START Excerpt provided

Binding energy and the mass defect

Enter Einstein and his famous equivalence of energy and (relativistic) mass, expressed in the most famous of all physics formulae: E=mc². According to Einstein, to every energy there corresponds a mass, and to every mass there can be assigned a corresponding energy. If you apply E=mc² (or more precisely the inverse formula m=E/c² giving the mass m corresponding to a given energy E) to our energy equation above, this gives a straightforward result: The relativistic mass of a bound system is somewhat smaller than the sum of the masses of its constituent parts, namely

Mass of bound system = sum of masses of its parts – (binding energy)/c².

The mass of a helium nucleus is thus a bit less than two times the proton mass plus two times the mass of a neutron. The difference, called a mass defect, is a measure for the strength of the bond between the four nucleons: the greater the mass defect, the stronger the energy needed to pry the nucleons apart.

Everyday matter is given its stability by chemical bonds between its atoms and/or molecules. However, such chemical bonds are much too weak, the associated binding energies much too small to result in measurable mass defects – typical values are in the range of a hundredth of thousandth or even of a millionth of the mass of an electron.

The forces binding protons and neutrons together to form atomic nuclei are considerably stronger, with binding energies that are a few million or even billion times larger than those of chemical bonds. In consequence, mass defects correspond to the masses of a few dozen or even a few hundred electrons. That is well within the range of precision mass measurements. The result is a valuable tool for nuclear physicists: they can learn about the properties of the nuclear forces by measuring mass defects of atomic nuclei and derive the corresponding binding energies!

The systematics of nuclear binding energies

Systematic studies of mass defects give some interesting results. A number of them can be read off the following figure. Each of the more than 2000 points plotted there corresponds to one species of atomic nucleus. The horizontal position of the point indicates what is called the mass number of the nucleus: the total number of its neutrons and protons or, to use a technical term, the number of its nucleons. The vertical position stands for the binding energy of the nucleus, divided by the mass number – the “binding energy per nucleon”. The unit for binding energies per nucleon is the Mega-electron-Volt (MeV). One MeV is defined as the energy gained by an electron accelerated by an electrical voltage of one million Volt (it is also the energy corresponding to twice the mass of an electron at rest).

Binding energies per nucleon for various nuclei

[Information about the data used in this figure]

Evidently, not all atomic nuclei are held together equally tightly. Instead, there are definite trends and a systematic connection between binding energies per nucleon and mass number.

END Excerpt provided
START Available data

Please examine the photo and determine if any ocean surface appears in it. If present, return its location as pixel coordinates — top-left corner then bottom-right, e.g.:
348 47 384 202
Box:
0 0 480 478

END Available data

### Try it
How would you translate this sentence from the binding energy text into Spanish: "Evidently, not all atomic nuclei are held together equally tightly."

### Task response
Evidentemente, no todos los núcleos atómicos se mantienen unidos con la misma fuerza.